> _ESERCIZIO ASSEGNATO 1_
Ricopia senza alcuna modifica le righe dei dati forniti, dalla riga che contiene "Study the photo above. For every instance of the blue" fino all'ultima riga dei dati, entrambe comprese.

> _TESTO FORNITO_
⁂

L’avvocato che si appropria di files e documenti che appartengono all’associazione professionale di cui fa parte, commette una condotta penalmente rilevante (Cass., Sez. V Pen., 23 Luglio 2015, n. 32383)

Nel caso portato al vaglio dei giudici di legittimità, un professionista Avvocato appartenente ad un’associazione professionale con altri colleghi, veniva accusato di aver rimosso dei dati dal server di studio (cancellando i files originali) e di aver materialmente sottratto una mole consistente di fascicoli cartacei.
Per queste condotte la Corte di Appello di Torino, riformando la sentenza assolutoria di primo grado, aveva condannato il professionista per il reato di esercizio arbitrario delle proprie ragioni.

⁂

> _DATI FORNITI_
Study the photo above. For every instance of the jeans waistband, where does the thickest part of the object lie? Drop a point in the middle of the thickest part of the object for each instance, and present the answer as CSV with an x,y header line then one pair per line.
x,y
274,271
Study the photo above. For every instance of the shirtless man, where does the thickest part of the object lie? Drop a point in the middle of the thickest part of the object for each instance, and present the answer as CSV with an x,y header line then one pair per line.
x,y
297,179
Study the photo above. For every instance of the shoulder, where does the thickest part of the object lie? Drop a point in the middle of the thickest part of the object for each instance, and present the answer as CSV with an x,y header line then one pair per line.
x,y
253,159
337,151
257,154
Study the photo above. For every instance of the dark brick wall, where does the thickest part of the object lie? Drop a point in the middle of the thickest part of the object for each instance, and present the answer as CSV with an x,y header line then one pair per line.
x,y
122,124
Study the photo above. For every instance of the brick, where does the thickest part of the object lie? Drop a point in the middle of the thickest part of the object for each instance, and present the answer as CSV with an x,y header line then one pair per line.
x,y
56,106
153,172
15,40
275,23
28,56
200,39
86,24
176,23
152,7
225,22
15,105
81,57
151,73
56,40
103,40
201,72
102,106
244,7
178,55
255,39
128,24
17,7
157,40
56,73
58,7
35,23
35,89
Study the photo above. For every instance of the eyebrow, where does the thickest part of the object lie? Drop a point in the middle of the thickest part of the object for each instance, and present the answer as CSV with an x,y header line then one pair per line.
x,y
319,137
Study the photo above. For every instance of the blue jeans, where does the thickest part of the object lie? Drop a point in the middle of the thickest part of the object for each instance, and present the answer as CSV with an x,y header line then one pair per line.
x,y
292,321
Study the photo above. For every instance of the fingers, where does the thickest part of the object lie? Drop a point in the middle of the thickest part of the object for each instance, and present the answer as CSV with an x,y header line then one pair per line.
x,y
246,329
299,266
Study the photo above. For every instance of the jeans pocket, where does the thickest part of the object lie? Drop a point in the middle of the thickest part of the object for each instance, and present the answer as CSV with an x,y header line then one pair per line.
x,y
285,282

⁂

> _ESERCIZIO ASSEGNATO 2_
Secondo il testo sulla sentenza della Cassazione, le affermazioni seguenti sono vere? Rispondi sì o no a ciascuna e cita le parole del testo che lo stabiliscono.
(a) La Corte di Appello di Torino aveva confermato la sentenza di primo grado.
(b) L'avvocato era accusato di aver cancellato i files originali dal server di studio.
(c) Il professionista era stato condannato per il reato di appropriazione indebita.

> _SOLUZIONE ESERCIZIO 1_
Study the photo above. For every instance of the blue jeans, where does the thickest part of the object lie? Drop a point in the middle of the thickest part of the object for each instance, and present the answer as CSV with an x,y header line then one pair per line.
x,y
292,321
Study the photo above. For every instance of the fingers, where does the thickest part of the object lie? Drop a point in the middle of the thickest part of the object for each instance, and present the answer as CSV with an x,y header line then one pair per line.
x,y
246,329
299,266
Study the photo above. For every instance of the jeans pocket, where does the thickest part of the object lie? Drop a point in the middle of the thickest part of the object for each instance, and present the answer as CSV with an x,y header line then one pair per line.
x,y
285,282

> _SOLUZIONE ESERCIZIO 2_
(a) No: «riformando la sentenza assolutoria di primo grado».
(b) Sì: «veniva accusato di aver rimosso dei dati dal server di studio (cancellando i files originali)».
(c) No: «aveva condannato il professionista per il reato di esercizio arbitrario delle proprie ragioni».